DATA PROVIDED:
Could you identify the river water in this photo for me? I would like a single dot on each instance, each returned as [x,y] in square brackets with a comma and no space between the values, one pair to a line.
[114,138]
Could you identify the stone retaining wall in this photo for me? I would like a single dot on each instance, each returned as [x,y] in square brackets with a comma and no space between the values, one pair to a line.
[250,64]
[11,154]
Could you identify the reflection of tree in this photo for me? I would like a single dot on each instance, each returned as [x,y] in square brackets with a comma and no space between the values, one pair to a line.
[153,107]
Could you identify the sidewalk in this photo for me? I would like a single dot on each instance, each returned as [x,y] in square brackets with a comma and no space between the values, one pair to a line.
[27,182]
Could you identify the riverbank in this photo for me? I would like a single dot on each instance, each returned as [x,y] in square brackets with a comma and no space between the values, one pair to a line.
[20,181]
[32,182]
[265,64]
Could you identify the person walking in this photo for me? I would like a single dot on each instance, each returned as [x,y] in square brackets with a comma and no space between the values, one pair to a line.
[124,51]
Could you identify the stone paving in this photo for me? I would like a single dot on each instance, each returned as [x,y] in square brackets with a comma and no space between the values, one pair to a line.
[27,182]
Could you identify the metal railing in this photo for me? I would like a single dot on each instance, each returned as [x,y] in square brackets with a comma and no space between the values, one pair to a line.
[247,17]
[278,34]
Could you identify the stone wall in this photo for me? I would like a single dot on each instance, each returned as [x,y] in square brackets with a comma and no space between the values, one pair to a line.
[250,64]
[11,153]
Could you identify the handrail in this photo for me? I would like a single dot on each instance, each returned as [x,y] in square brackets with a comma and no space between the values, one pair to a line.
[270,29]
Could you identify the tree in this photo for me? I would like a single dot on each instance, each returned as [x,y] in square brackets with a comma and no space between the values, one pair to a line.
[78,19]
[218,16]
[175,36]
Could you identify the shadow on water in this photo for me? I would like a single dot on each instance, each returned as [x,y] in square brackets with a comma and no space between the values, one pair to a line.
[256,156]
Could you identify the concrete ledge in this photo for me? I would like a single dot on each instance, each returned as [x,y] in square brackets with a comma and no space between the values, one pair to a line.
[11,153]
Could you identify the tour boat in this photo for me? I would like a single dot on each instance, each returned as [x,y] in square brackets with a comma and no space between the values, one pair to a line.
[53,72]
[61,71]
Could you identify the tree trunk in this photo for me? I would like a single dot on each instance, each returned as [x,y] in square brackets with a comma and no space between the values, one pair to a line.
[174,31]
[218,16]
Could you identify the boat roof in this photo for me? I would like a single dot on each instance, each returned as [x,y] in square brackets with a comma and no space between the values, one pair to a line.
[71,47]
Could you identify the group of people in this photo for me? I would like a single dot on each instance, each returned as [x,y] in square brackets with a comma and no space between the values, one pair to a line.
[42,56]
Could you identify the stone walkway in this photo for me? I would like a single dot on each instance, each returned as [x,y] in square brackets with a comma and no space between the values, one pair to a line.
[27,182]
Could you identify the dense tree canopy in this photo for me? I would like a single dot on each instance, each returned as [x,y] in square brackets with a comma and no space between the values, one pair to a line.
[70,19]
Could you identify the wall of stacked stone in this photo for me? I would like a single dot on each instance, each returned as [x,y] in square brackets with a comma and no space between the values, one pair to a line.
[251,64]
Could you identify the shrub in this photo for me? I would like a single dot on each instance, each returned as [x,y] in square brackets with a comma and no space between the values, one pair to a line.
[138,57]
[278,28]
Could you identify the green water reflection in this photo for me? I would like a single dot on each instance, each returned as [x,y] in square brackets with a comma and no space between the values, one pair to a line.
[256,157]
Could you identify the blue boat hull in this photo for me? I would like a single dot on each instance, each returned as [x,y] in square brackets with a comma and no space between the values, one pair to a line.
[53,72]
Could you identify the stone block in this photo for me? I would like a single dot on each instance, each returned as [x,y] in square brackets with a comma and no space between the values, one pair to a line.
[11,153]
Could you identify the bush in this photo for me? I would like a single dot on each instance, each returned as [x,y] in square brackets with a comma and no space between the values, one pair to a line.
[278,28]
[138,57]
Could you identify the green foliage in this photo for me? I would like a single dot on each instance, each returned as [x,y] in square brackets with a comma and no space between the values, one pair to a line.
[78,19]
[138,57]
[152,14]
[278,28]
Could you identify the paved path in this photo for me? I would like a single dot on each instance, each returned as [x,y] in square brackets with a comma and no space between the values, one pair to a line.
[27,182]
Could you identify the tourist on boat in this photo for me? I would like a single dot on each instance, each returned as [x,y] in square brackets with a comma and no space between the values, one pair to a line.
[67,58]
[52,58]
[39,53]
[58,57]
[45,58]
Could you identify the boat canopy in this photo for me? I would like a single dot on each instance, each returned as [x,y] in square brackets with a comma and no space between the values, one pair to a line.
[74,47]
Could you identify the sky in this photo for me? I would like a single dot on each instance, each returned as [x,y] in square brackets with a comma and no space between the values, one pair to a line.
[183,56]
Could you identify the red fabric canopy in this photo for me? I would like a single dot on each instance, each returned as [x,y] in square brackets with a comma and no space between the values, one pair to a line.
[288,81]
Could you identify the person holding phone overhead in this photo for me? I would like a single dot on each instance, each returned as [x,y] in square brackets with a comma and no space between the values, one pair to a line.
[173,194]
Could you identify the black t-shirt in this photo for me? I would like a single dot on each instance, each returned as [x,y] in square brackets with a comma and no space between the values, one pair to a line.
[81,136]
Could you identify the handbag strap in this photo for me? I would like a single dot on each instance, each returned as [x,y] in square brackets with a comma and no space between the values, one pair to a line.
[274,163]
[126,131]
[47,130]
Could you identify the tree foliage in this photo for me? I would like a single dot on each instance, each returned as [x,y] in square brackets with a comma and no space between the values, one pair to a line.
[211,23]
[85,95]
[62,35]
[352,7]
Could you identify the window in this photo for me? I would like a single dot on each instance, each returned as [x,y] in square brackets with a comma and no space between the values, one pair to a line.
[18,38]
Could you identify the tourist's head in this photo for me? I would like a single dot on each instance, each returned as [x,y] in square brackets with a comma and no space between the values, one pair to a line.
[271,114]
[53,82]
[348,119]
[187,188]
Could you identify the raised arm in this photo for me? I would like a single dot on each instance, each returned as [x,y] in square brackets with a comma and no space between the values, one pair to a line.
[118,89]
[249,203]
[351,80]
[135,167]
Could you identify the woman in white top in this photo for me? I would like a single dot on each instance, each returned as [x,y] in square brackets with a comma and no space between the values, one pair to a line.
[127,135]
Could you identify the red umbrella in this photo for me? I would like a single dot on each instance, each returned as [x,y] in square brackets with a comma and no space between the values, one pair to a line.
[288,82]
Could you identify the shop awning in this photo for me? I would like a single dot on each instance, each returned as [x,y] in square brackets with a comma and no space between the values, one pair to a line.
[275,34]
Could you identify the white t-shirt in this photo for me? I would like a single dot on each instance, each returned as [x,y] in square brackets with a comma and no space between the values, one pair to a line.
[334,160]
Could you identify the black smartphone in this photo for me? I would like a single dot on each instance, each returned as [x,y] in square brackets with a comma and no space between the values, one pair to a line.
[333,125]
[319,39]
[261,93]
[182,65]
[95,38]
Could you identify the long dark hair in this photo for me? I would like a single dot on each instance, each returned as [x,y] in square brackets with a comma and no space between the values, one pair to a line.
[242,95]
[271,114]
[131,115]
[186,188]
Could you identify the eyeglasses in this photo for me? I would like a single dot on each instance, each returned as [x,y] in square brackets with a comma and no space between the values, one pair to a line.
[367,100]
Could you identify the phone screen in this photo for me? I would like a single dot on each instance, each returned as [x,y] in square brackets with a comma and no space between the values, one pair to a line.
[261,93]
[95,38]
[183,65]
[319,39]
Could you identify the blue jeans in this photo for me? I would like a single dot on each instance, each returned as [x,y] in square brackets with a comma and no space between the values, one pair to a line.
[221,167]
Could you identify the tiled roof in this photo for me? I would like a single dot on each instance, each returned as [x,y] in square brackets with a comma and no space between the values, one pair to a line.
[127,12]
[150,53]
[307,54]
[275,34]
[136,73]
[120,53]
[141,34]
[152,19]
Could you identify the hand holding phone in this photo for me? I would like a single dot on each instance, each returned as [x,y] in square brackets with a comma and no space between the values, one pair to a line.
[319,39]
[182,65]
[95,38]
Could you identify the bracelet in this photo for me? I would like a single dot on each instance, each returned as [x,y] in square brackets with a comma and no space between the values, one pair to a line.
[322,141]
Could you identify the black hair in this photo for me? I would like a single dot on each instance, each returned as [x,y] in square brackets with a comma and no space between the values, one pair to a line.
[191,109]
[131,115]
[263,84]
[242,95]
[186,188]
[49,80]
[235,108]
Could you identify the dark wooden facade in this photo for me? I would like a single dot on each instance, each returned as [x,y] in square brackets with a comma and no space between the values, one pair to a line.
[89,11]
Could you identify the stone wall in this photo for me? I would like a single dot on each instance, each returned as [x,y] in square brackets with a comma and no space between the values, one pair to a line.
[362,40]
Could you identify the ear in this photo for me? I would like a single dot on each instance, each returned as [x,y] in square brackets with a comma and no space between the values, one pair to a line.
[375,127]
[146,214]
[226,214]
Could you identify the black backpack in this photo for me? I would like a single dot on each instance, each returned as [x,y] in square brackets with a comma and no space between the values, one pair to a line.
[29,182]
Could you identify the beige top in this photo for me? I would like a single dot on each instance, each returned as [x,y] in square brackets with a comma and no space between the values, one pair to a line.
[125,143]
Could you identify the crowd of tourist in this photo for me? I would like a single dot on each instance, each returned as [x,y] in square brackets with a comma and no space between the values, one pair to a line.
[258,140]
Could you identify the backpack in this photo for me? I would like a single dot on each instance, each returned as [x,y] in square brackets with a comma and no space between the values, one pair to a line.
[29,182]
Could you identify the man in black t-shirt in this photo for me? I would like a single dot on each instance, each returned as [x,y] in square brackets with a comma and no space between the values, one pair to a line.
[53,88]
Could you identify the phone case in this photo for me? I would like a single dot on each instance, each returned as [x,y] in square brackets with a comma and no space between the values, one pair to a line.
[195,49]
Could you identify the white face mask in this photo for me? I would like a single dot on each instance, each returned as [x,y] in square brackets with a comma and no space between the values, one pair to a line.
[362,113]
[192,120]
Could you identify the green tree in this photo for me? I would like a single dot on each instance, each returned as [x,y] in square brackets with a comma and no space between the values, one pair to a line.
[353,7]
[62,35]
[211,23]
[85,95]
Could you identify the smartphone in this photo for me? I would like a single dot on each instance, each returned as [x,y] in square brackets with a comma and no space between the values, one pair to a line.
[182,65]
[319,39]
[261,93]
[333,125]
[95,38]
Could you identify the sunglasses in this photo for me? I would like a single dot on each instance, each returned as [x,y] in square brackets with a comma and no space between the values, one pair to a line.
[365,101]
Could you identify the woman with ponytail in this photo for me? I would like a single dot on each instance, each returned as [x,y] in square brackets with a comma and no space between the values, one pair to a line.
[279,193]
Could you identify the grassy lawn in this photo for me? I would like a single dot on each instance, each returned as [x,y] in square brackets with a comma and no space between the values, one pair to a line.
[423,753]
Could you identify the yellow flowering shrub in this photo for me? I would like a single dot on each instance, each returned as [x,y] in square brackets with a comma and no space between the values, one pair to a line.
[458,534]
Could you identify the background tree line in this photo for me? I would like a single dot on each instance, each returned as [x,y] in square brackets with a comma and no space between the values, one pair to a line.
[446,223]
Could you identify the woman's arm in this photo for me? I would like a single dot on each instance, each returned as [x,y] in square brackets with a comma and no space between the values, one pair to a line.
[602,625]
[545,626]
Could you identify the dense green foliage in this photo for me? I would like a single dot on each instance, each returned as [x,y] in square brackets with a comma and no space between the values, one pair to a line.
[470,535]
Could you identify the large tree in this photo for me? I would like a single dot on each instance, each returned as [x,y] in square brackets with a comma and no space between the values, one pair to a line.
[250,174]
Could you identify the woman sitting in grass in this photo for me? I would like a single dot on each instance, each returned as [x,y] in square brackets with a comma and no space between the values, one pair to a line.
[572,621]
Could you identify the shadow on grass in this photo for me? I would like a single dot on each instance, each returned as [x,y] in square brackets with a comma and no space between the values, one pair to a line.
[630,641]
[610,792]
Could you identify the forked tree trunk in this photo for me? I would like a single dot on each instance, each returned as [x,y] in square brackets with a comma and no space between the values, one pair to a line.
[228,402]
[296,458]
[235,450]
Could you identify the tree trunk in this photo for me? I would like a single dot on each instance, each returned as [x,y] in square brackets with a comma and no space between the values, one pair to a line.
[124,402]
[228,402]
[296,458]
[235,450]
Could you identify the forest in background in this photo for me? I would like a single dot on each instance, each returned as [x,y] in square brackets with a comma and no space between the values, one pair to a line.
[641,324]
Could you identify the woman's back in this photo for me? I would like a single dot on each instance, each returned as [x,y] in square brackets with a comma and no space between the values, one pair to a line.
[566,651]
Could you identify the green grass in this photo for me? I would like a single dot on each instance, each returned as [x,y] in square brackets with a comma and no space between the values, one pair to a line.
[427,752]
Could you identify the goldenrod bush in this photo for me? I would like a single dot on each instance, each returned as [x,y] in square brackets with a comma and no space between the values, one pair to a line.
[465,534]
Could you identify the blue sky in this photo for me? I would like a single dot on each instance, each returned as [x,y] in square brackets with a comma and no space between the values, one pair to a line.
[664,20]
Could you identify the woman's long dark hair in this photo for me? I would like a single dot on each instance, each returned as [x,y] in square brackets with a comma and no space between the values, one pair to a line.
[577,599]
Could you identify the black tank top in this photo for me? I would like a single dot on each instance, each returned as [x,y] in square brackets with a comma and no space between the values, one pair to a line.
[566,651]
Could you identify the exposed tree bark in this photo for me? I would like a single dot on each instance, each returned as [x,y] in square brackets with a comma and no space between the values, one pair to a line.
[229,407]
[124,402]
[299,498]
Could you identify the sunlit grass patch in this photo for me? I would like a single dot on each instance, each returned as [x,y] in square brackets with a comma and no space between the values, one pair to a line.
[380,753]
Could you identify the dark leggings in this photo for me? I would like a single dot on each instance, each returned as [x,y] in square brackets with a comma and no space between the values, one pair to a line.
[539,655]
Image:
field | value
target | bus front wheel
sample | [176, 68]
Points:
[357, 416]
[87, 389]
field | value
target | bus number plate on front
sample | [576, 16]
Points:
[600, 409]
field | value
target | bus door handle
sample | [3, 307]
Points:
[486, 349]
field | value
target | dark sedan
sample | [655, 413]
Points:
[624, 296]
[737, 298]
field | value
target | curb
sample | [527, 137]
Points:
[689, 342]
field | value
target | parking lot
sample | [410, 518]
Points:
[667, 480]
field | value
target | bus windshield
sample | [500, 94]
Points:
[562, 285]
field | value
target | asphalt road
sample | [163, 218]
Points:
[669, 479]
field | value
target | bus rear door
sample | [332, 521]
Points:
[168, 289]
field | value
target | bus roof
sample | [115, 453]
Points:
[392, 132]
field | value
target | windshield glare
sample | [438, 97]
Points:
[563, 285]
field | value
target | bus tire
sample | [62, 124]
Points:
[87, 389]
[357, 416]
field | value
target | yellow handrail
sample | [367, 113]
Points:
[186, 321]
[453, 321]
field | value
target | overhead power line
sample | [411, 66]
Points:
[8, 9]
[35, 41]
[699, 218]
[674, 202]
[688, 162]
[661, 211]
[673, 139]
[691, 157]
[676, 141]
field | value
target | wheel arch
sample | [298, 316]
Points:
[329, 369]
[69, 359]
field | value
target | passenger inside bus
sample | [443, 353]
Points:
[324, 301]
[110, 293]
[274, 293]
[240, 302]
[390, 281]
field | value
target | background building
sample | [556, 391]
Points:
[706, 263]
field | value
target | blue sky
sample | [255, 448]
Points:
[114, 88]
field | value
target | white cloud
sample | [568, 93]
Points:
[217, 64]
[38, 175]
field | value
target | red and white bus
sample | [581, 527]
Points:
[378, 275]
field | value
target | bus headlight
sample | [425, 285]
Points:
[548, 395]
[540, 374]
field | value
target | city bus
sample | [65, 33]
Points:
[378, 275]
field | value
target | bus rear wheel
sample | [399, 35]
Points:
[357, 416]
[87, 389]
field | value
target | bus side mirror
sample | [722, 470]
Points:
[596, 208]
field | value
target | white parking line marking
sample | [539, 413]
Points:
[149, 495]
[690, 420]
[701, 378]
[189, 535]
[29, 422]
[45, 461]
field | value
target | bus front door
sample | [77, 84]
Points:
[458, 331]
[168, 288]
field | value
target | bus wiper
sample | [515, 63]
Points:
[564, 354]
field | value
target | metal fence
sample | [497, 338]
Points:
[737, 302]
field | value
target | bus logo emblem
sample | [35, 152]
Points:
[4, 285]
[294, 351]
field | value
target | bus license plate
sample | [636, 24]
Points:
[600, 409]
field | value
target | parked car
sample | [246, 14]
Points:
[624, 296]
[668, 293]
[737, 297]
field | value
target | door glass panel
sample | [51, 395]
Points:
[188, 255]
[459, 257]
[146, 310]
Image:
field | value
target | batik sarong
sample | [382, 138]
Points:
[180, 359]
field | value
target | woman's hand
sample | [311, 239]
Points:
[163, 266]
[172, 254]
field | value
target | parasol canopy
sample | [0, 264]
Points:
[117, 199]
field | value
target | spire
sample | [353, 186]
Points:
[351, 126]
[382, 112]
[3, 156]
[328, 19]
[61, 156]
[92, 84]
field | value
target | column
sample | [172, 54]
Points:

WHAT YOU ARE ASKED TO DO:
Set down exactly what runs from the line with "sample | [311, 239]" to the last line of the data above, including both of those lines and no others.

WRITTEN REPLY:
sample | [311, 239]
Points:
[163, 266]
[172, 254]
field | value
target | parasol canopy
sample | [0, 264]
Points:
[117, 199]
field | value
target | spire
sample | [353, 186]
Points:
[351, 126]
[382, 112]
[3, 156]
[328, 19]
[61, 156]
[92, 84]
field | value
target | column
sample | [172, 54]
Points:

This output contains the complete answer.